Labeled-object pointing entries
+++
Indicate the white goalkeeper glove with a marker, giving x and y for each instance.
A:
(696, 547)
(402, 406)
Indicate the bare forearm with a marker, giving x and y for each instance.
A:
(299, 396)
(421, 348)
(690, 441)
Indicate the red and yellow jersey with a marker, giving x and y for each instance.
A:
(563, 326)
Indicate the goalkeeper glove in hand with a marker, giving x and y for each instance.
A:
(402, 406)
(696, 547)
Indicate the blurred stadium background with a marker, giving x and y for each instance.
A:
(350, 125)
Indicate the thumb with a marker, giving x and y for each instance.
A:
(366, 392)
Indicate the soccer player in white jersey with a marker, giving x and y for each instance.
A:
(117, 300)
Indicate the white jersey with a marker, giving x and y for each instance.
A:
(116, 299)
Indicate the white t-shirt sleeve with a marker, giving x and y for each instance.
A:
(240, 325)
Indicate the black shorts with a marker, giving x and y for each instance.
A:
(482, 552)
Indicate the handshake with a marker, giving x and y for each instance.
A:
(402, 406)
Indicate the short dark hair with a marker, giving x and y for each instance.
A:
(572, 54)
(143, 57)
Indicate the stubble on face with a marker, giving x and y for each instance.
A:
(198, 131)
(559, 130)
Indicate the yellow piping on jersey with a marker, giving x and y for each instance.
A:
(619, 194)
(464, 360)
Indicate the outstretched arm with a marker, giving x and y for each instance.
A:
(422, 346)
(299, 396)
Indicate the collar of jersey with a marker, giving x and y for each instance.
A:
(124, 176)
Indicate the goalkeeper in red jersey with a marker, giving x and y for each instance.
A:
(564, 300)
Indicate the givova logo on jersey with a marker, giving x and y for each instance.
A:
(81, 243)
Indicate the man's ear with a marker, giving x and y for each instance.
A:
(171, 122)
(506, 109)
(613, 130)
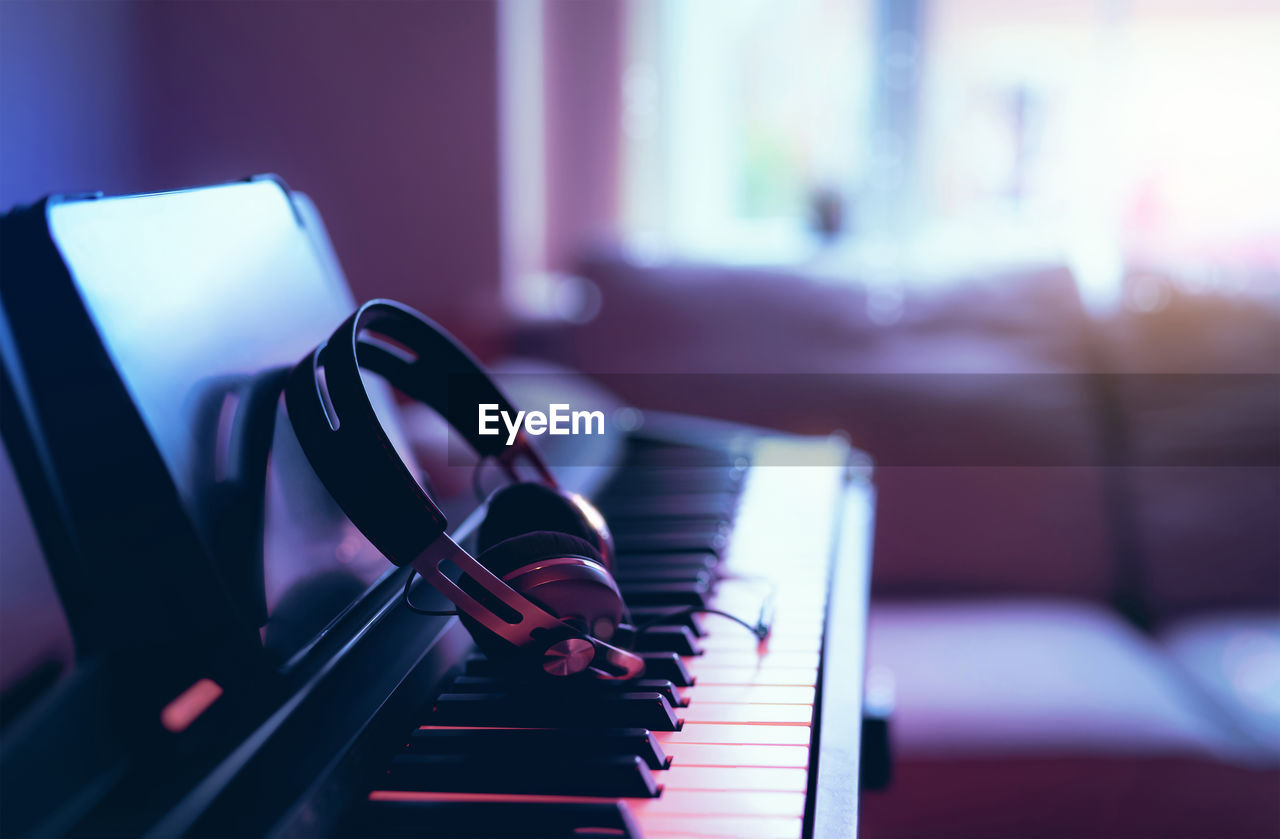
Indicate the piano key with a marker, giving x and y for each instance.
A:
(688, 527)
(740, 734)
(680, 802)
(805, 676)
(671, 482)
(739, 755)
(757, 657)
(666, 665)
(676, 639)
(708, 504)
(716, 802)
(721, 826)
(625, 776)
(533, 744)
(668, 616)
(671, 594)
(639, 573)
(627, 710)
(744, 712)
(741, 778)
(685, 559)
(768, 693)
(487, 819)
(507, 687)
(671, 543)
(645, 452)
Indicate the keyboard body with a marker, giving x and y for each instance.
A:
(725, 737)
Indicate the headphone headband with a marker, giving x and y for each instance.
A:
(342, 437)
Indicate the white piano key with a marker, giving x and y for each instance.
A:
(716, 802)
(748, 714)
(755, 778)
(721, 828)
(722, 733)
(755, 675)
(753, 659)
(769, 693)
(737, 755)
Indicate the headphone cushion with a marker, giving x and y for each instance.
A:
(529, 507)
(521, 550)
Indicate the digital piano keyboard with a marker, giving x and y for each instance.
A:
(723, 737)
(338, 711)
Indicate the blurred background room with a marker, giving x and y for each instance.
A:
(1027, 255)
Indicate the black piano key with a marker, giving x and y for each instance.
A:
(691, 529)
(667, 594)
(696, 561)
(671, 543)
(676, 639)
(666, 665)
(639, 573)
(625, 710)
(625, 776)
(535, 744)
(668, 616)
(707, 504)
(572, 687)
(677, 455)
(631, 483)
(487, 819)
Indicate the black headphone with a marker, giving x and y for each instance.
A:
(540, 593)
+++
**Job**
Set down, word for word, every line from the line that holds "Indicate the headphone cushion" to the end of the entries above, including both ends.

**Reply**
Indicate the headphone cushion with a marker, giving x and y for each instance.
A:
(529, 507)
(521, 550)
Indicate the digital piano keyboard with a marker, giving x and y for each instance.
A:
(723, 737)
(338, 711)
Indicate the blurred background room with a marker, giving x and y for each instance.
A:
(1027, 255)
Indicate the black piano key with a marker, giving x and y for each instance.
A:
(691, 529)
(667, 594)
(696, 561)
(671, 543)
(676, 639)
(666, 665)
(639, 573)
(625, 710)
(625, 776)
(535, 744)
(668, 616)
(707, 504)
(572, 687)
(677, 455)
(631, 483)
(487, 819)
Indicate the black headphone with a marker, giving x and y for each instance.
A:
(540, 593)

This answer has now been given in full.